**Задания**
[1] Переведите на английский язык предложение из текста о письмах семьи Толстого ниже: «Позднее Татьяне Львовне приходилось в отдельных случаях отказывать просителям».
[2] Продолжите текст о письмах семьи Толстого ниже, начав сразу после его последнего предложения.

**Текстовый блок**
«Сашок, ты увезла одну из смет. Помнишь – у Серебровского ты ее положила в свой портфель? Она не нужна мне пока. Но не забудь ее привезти. Сегодня возят доски с Косой Горы. Одна перевозка 100 досок и 120 тесин – станет около 30 000 р., жутко платить такие деньги. 〈…〉 В Новосильском уезде мука стоит 40 тыс. за пуд. Рожь совсем не взошла. 60 тыс. человек из Новосильского уезда уехали куда глаза глядят.
Что сделать для Зоси?
Были инженеры насчет дороги, дренажа и ремонта. Обещали опять быть сегодня и тотчас же приступить к работам, но не приехали»
[1197].
Четырнадцатилетняя Таня Сухотина отреагировала на затяжное отсутствие любимой тетки Саши весной и надеялась на ее очередной и скорый приезд в Ясную, упоминала и о С. А. Стахович: «А гитары все еще лежат у мамá в кабинете, и всё ждут, что ты на них будешь играть. Все-таки до твоего приезда надо будет их убрать, а то запылятся. Но надеюсь, что твоя гитара недолго будет лежать в футляре, не так долго, как в тот раз. 〈…〉 Wells страшно беспокоится о Софье Александровне. Так что, пожалуйста, тетка, когда ты будешь писать к нам в Ясную, пиши, что знаешь о С. А., вообще, что ей нужно. Wells ухитрится ей послать»
[1198].
С конца августа Александра Львовна была заключена в Новоспасский монастырь. В ноябре Татьяна Львовна ездила в Москву хлопотать за нее и Софью Александровну Стахович (Зосю). 4 января 1921 года Сухотина написала племяннице Соне:
«Дорогая Сонечка, спасибо, дружок мой, за то, что исполнила мою просьбу. А у меня готова уже другая. Узнай теперь имя Джерзинского. Так ли я пишу его фамилию? Это не для тети Саши, а по другому делу.
Посылаю тебе написанное мною письмо к Крыленко. Если ты чувствуешь в себе возможность искренно и горячо сказать за Сашу от себя несколько слов Крыленко, то снеси письмо сама. Это будет лучше. А если ты не чувствуешь в себе желание и возможность сказать убедительно и красноречиво – как ты сумела бы, если бы чувствовала настроение, – то лучше пошли письмо по почте заказным. Если ты понесешь его сама, то переговори с Крыленко о практической стороне: если нельзя вполне освободить ее, то нельзя ли взять на поруки? У меня есть коммунисты, которые за нее поручаются. Или же нельзя ли ее откомандировать в Ясную?..»
[1199]
Кабинет Л. Н. Толстого в Ясной Поляне. 1908
Позднее Татьяне Львовне приходилось в отдельных случаях отказывать просителям. Она хорошо понимала: если будет хлопотать за многочисленных людей, которым грозил небольшой тюремный срок, то скоро исчерпает расположение Калинина и Енукидзе и уже ничего не сможет сделать для осужденных на смертную казнь.

**Строки данных**
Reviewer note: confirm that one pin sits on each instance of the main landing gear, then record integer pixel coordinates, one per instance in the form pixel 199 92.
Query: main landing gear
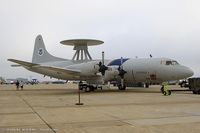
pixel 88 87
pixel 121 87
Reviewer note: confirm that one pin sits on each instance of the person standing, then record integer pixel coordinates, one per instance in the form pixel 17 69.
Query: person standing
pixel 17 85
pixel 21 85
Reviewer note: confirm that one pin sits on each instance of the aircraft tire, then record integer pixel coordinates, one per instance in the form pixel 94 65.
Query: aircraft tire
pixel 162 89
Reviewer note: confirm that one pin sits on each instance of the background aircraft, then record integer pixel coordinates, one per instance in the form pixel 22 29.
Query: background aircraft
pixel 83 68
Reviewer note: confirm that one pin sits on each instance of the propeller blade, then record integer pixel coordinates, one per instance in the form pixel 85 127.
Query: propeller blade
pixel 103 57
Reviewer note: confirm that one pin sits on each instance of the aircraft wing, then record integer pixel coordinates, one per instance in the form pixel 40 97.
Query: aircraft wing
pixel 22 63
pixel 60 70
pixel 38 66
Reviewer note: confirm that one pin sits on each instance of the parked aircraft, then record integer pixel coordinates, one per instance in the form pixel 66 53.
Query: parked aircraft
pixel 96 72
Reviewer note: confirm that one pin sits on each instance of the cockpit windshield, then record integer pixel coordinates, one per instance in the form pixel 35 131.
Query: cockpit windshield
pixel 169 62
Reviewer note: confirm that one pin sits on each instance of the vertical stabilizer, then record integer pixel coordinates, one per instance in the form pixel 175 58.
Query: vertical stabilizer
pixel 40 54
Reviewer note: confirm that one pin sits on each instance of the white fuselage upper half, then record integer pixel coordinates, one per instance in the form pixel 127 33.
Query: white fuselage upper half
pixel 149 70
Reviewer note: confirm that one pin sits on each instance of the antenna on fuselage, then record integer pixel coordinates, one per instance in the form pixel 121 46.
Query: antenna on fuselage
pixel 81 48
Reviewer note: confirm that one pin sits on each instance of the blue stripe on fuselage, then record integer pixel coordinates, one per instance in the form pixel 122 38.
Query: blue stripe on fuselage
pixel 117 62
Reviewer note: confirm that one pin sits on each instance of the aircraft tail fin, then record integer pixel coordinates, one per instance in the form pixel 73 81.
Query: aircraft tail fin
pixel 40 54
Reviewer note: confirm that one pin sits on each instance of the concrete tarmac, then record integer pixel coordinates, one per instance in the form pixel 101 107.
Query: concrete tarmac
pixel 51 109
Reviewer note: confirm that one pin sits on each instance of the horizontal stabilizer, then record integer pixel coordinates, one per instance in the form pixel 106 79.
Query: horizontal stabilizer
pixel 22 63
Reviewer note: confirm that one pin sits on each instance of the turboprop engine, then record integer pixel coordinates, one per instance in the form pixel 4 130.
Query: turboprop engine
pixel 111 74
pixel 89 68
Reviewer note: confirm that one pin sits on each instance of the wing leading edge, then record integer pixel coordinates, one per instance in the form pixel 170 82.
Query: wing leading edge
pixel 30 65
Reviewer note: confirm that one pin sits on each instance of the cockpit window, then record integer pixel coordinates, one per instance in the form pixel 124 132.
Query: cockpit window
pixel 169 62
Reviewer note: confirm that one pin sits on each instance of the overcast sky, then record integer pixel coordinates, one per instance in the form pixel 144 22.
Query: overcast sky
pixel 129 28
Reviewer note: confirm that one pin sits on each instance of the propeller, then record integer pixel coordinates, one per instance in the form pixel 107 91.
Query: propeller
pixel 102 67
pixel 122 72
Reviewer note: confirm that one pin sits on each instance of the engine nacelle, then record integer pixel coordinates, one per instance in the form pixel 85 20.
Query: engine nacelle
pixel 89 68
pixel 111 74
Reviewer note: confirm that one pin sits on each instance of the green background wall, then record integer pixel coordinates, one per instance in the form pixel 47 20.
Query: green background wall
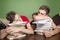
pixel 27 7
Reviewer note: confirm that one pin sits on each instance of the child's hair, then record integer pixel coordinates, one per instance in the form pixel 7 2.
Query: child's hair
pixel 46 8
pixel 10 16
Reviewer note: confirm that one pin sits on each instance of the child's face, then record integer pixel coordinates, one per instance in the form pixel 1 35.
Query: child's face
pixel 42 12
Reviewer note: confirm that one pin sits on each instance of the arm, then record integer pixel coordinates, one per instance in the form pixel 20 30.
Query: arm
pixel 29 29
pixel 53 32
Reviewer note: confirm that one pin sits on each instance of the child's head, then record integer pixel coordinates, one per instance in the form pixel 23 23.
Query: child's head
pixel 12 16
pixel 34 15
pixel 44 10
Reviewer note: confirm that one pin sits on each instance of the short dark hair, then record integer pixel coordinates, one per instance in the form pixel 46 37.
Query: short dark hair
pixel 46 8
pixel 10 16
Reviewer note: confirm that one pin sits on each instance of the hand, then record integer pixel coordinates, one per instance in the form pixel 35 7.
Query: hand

**Ответы на задания**
[1] Later, Tatyana Lvovna sometimes had to turn petitioners down.

[2]
Успокоиться же в связи с происходящим не могла, 19 августа 1924 года написала младшей сестре: «Милая Сашенька 〈…〉 такая гнетущая тоска. Что сказать не могу 〈…〉 Мучает меня та бессмысленная жестокость, которая производится нашим совершенно ослепшим правительством»
[1200]. Затем писала об его очередной жертве из их близких знакомых.
Комната С. А. Толстой в Ясной Поляне. 1908
Музейный сотрудник В. А. Жданов вспоминал: «Как дочери, ей были открыты двери в правительственных кругах. И не было, пожалуй, случая, чтобы не удовлетворяли ее просьбы. Татьяна Львовна любила повторять: „Это делает не Татьяна, а Львовна“»
[1201]. Именно в эти года Татьяна Львовна стала подписываться двойной фамилией: Сухотина-Толстая.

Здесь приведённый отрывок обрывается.